*Work instruction:*
The records appear below. Repeat them exactly.

*Recorded data:*
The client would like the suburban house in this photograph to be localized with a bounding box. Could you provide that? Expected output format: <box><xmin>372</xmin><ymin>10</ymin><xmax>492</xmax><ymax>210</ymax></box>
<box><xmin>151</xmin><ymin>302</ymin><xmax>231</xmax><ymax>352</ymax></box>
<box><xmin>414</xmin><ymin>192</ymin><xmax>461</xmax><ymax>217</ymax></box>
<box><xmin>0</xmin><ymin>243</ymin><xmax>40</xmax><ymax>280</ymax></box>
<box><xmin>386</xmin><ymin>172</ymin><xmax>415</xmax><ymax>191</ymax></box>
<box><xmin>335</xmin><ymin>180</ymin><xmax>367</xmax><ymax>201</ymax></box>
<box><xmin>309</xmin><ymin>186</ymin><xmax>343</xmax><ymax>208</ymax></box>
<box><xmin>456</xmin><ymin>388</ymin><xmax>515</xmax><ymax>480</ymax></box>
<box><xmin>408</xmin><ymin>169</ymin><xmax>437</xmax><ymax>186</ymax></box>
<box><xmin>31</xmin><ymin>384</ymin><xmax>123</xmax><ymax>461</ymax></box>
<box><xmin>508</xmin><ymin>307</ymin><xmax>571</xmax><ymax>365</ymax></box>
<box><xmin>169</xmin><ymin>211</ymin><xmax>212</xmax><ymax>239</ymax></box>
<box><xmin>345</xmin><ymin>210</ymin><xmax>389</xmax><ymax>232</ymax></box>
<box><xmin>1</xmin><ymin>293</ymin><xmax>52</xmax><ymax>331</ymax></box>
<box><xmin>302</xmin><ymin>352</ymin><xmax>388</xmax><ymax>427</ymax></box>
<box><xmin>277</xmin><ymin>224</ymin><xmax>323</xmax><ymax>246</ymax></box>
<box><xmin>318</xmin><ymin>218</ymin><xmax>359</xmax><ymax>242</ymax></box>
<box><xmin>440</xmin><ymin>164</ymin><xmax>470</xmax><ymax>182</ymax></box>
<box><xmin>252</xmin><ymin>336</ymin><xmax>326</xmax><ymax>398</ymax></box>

*Task response:*
The client would like the suburban house in this photograph to be localized with a bounding box. Could you provide that? Expected output format: <box><xmin>372</xmin><ymin>10</ymin><xmax>492</xmax><ymax>210</ymax></box>
<box><xmin>151</xmin><ymin>302</ymin><xmax>231</xmax><ymax>352</ymax></box>
<box><xmin>414</xmin><ymin>192</ymin><xmax>461</xmax><ymax>217</ymax></box>
<box><xmin>0</xmin><ymin>243</ymin><xmax>40</xmax><ymax>280</ymax></box>
<box><xmin>386</xmin><ymin>172</ymin><xmax>415</xmax><ymax>191</ymax></box>
<box><xmin>335</xmin><ymin>180</ymin><xmax>367</xmax><ymax>201</ymax></box>
<box><xmin>309</xmin><ymin>186</ymin><xmax>343</xmax><ymax>208</ymax></box>
<box><xmin>456</xmin><ymin>388</ymin><xmax>515</xmax><ymax>480</ymax></box>
<box><xmin>408</xmin><ymin>169</ymin><xmax>437</xmax><ymax>186</ymax></box>
<box><xmin>31</xmin><ymin>384</ymin><xmax>123</xmax><ymax>461</ymax></box>
<box><xmin>508</xmin><ymin>307</ymin><xmax>571</xmax><ymax>365</ymax></box>
<box><xmin>169</xmin><ymin>211</ymin><xmax>212</xmax><ymax>239</ymax></box>
<box><xmin>345</xmin><ymin>210</ymin><xmax>389</xmax><ymax>232</ymax></box>
<box><xmin>1</xmin><ymin>293</ymin><xmax>52</xmax><ymax>331</ymax></box>
<box><xmin>302</xmin><ymin>352</ymin><xmax>388</xmax><ymax>427</ymax></box>
<box><xmin>277</xmin><ymin>224</ymin><xmax>323</xmax><ymax>246</ymax></box>
<box><xmin>318</xmin><ymin>218</ymin><xmax>359</xmax><ymax>242</ymax></box>
<box><xmin>440</xmin><ymin>164</ymin><xmax>470</xmax><ymax>182</ymax></box>
<box><xmin>252</xmin><ymin>336</ymin><xmax>326</xmax><ymax>398</ymax></box>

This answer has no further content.